#### Available data

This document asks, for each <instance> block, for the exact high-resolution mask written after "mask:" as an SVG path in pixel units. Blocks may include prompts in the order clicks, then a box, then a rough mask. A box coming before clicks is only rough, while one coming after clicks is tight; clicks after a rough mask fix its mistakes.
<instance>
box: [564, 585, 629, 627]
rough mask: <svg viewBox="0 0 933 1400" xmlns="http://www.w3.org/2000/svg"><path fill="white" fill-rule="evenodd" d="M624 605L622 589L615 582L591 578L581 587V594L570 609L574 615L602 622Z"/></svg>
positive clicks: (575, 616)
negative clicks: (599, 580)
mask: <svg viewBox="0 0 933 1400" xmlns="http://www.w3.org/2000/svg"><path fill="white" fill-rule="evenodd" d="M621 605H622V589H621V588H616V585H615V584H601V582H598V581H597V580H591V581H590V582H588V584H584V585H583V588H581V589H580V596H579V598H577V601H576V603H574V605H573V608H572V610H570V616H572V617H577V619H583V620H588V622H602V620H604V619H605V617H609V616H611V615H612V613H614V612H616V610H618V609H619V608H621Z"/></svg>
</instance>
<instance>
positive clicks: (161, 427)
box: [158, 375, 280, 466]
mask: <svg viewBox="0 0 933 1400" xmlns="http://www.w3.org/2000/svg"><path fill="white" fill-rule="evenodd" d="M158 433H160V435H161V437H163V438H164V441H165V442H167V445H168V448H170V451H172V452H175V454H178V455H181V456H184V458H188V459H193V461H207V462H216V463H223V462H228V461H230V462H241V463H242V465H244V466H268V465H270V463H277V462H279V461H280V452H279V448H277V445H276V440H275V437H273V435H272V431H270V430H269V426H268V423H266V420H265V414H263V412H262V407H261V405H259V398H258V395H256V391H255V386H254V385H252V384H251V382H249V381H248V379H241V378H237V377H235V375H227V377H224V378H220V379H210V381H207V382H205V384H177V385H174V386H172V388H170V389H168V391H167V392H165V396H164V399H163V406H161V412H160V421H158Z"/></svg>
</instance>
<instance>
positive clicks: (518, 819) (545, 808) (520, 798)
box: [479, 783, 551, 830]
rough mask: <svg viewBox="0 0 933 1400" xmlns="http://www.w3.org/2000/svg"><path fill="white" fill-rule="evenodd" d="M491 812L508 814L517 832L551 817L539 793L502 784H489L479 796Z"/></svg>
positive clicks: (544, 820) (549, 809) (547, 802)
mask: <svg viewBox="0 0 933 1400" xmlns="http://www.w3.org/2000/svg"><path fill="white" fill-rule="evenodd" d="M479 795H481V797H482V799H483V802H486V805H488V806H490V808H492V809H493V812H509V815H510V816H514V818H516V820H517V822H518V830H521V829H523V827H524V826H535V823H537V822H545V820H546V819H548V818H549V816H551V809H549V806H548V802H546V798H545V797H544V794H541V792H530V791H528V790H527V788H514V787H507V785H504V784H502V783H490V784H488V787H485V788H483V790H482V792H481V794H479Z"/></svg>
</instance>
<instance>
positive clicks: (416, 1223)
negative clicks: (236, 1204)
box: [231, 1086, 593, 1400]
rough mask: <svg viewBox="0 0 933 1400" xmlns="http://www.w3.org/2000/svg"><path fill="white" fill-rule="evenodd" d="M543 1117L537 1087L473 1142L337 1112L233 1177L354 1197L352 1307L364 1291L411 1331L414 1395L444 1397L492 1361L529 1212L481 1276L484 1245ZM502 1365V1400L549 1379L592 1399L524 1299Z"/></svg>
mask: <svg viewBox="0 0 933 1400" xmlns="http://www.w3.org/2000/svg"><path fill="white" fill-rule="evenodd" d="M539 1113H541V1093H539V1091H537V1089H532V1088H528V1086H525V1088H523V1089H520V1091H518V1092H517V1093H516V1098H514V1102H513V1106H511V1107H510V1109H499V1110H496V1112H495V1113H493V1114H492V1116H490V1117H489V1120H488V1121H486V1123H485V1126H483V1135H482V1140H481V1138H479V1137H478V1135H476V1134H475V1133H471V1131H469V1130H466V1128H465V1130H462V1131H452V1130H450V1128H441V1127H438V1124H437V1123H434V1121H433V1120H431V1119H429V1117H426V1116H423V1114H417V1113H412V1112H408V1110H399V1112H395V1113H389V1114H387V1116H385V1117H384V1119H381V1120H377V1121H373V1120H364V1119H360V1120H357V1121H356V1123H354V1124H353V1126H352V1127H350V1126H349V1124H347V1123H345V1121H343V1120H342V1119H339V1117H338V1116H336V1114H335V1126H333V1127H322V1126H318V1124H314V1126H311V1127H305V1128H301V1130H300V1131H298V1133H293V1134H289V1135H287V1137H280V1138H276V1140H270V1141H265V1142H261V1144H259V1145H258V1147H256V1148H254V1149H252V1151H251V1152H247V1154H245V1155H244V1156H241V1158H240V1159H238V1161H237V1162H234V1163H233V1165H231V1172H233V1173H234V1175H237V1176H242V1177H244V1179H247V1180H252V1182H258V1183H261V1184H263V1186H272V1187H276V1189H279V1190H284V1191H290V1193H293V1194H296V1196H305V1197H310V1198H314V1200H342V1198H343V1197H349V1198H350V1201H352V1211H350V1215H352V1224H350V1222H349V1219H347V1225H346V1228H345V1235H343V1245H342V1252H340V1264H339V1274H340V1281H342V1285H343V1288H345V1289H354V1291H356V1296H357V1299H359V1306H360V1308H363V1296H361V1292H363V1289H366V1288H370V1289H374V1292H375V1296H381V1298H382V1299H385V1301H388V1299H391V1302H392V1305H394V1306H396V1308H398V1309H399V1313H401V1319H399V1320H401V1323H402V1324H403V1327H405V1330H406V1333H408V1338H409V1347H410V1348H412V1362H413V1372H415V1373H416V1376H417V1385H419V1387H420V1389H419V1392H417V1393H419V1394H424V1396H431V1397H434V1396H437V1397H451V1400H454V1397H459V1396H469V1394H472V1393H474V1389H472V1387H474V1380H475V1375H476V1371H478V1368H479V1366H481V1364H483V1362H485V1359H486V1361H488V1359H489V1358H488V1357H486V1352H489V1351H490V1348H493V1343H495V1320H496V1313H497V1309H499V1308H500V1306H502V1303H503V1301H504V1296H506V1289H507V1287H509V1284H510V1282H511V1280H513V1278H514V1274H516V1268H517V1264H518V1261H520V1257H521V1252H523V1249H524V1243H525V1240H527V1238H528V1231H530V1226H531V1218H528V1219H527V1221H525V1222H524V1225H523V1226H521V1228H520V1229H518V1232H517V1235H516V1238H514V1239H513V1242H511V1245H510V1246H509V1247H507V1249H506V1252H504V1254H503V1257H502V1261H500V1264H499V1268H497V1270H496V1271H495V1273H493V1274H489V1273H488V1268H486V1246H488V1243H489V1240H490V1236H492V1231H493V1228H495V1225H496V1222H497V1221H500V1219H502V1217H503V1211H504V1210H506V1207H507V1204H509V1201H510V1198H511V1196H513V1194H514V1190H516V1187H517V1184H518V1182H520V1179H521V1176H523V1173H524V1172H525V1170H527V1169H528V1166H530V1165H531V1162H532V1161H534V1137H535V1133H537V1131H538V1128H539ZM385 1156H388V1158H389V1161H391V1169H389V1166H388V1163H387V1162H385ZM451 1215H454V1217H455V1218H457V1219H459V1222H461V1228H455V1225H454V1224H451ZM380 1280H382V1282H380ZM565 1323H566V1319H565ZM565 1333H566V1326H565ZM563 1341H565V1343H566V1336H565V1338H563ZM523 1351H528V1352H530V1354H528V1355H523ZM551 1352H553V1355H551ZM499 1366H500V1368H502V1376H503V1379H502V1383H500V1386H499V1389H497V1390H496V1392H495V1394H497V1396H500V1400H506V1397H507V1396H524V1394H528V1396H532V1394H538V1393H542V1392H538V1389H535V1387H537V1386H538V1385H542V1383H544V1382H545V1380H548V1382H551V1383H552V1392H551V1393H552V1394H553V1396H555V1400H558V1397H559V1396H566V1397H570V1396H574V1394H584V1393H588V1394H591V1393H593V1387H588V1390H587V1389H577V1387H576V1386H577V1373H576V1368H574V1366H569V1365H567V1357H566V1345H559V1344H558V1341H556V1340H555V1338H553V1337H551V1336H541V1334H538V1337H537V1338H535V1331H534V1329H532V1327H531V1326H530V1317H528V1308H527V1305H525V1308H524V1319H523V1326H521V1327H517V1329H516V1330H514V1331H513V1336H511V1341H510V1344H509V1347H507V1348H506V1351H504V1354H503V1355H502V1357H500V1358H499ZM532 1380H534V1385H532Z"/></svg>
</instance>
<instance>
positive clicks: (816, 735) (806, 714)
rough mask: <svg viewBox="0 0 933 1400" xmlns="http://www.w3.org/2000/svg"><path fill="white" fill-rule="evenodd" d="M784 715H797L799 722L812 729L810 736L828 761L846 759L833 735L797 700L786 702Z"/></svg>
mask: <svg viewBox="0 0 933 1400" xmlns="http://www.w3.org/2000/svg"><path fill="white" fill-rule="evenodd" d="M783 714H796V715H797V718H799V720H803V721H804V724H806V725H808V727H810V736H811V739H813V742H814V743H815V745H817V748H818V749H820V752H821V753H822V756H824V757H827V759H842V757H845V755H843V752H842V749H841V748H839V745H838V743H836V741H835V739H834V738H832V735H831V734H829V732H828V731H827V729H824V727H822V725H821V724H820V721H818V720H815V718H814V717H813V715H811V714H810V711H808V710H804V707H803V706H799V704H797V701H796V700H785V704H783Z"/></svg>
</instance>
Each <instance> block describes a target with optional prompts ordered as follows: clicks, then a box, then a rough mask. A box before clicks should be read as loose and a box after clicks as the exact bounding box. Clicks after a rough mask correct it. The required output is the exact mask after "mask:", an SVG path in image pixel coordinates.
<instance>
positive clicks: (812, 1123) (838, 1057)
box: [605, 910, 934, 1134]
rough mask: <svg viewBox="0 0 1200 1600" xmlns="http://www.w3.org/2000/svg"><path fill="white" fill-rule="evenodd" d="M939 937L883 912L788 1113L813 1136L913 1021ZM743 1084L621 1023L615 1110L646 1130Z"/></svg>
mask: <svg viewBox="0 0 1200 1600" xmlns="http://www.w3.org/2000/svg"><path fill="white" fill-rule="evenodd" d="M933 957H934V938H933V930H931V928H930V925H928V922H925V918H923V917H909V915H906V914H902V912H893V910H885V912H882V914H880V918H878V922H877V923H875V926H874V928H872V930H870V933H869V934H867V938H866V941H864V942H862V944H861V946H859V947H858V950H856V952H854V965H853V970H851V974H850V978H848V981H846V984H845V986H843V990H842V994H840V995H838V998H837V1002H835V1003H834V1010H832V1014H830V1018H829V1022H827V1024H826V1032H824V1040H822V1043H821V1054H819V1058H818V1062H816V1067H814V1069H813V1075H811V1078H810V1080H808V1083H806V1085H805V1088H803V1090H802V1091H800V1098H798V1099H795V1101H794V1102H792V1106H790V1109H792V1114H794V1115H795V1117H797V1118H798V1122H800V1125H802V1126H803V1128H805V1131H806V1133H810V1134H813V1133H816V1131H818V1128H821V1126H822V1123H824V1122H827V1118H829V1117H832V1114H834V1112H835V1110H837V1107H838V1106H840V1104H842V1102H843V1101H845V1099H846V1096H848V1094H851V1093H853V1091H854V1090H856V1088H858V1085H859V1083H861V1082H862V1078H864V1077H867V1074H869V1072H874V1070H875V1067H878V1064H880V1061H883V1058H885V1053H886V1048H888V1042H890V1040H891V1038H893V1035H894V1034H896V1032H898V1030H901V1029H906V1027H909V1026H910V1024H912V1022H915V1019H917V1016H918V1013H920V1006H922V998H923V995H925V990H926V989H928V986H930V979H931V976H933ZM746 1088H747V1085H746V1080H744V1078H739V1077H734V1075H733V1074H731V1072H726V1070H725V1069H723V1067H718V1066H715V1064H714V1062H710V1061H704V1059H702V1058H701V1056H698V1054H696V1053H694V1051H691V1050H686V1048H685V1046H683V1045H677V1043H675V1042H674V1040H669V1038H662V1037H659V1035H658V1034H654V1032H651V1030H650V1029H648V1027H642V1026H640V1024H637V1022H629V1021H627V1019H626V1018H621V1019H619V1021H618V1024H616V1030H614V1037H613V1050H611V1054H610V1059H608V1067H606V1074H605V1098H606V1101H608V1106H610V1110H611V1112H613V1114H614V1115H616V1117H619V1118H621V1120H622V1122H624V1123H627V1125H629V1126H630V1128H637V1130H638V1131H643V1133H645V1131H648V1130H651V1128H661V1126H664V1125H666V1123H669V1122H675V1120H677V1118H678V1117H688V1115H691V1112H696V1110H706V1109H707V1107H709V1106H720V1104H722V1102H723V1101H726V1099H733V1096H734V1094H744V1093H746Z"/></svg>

########

Brief
Print, without alteration, only the lines above between the one holding "box: [479, 783, 551, 830]" and the one holding "box: [231, 1086, 593, 1400]", inclusive.

Answer to this exercise
box: [479, 783, 551, 830]
rough mask: <svg viewBox="0 0 933 1400" xmlns="http://www.w3.org/2000/svg"><path fill="white" fill-rule="evenodd" d="M491 812L508 814L517 832L551 817L539 793L502 784H489L479 796Z"/></svg>
positive clicks: (544, 820) (549, 809) (547, 802)
mask: <svg viewBox="0 0 933 1400" xmlns="http://www.w3.org/2000/svg"><path fill="white" fill-rule="evenodd" d="M479 795H481V797H482V799H483V802H486V805H488V806H490V808H492V809H493V812H509V815H510V816H514V818H516V820H517V822H518V830H521V829H523V827H524V826H535V823H537V822H545V820H546V819H548V818H549V816H551V809H549V806H548V802H546V798H545V797H544V794H541V792H530V791H528V790H527V788H514V787H507V785H504V784H502V783H490V784H488V787H485V788H483V790H482V792H481V794H479Z"/></svg>
</instance>
<instance>
positive clicks: (416, 1223)
negative clicks: (236, 1204)
box: [231, 1086, 593, 1400]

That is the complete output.